[BEGIN Record extracts]
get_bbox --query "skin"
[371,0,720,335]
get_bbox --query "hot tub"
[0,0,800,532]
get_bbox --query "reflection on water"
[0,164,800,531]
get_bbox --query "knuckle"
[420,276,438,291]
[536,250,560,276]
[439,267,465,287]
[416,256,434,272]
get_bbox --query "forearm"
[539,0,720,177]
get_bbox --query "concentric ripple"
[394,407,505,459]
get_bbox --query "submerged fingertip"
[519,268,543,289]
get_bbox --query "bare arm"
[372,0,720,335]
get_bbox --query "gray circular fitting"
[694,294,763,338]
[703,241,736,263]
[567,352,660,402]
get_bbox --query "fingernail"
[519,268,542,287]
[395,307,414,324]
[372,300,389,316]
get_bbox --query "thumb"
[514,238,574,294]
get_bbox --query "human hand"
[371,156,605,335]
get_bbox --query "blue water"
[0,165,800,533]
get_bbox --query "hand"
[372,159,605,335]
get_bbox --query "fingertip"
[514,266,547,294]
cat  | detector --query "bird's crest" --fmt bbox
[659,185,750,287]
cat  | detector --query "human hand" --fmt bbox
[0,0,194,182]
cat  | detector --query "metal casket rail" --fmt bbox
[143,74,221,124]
[END Record extracts]
[BEGIN Record extracts]
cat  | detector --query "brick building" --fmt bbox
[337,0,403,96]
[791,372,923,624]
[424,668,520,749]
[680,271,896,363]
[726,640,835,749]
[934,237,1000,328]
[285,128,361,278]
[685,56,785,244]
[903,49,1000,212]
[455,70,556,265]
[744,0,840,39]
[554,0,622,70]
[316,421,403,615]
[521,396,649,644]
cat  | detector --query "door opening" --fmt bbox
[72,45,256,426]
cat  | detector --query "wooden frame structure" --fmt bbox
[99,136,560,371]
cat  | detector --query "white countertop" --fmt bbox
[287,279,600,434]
[END Record extracts]
[BEGIN Record extracts]
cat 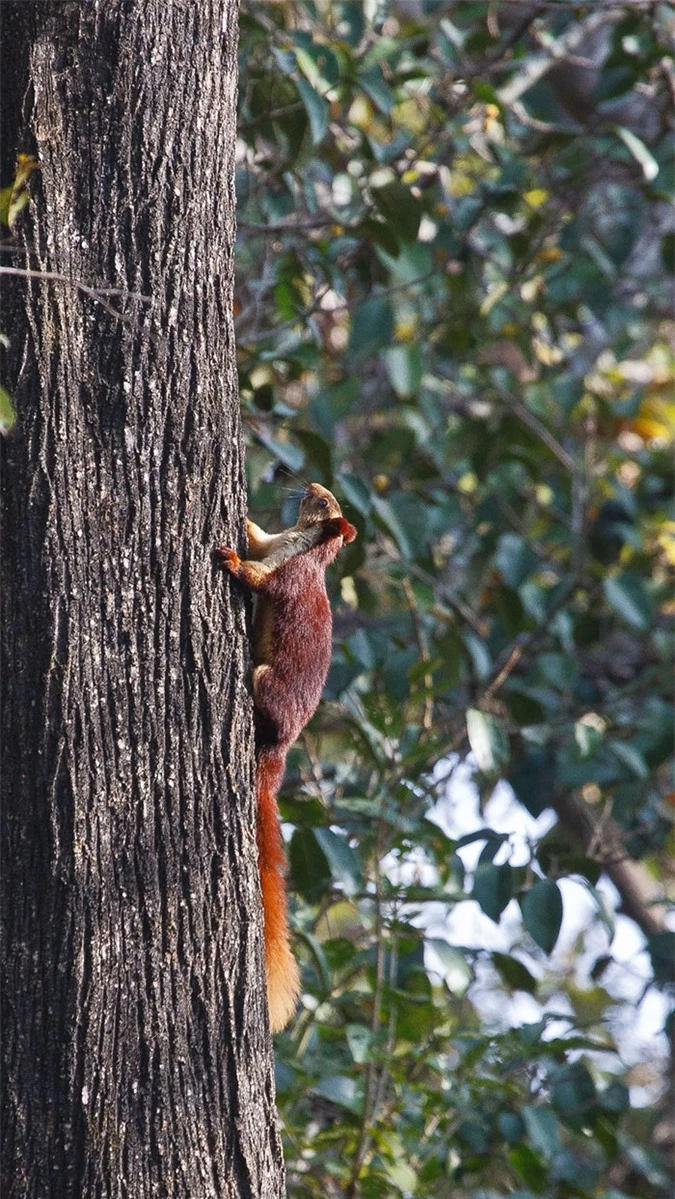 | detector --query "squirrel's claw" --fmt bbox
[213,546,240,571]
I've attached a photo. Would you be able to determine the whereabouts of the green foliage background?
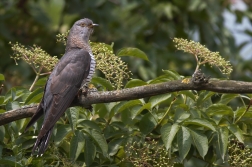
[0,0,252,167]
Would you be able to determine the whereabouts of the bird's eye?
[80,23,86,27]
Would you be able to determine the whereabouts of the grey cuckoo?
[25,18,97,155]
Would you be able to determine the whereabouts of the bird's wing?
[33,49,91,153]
[END Record extracts]
What is being asked
Return every line of the material that contains the string "hand", treating uppercase and lowercase as different.

Full output
get_bbox --query "human hand"
get_bbox --query "hand"
cat  | detector --query "human hand" --fmt bbox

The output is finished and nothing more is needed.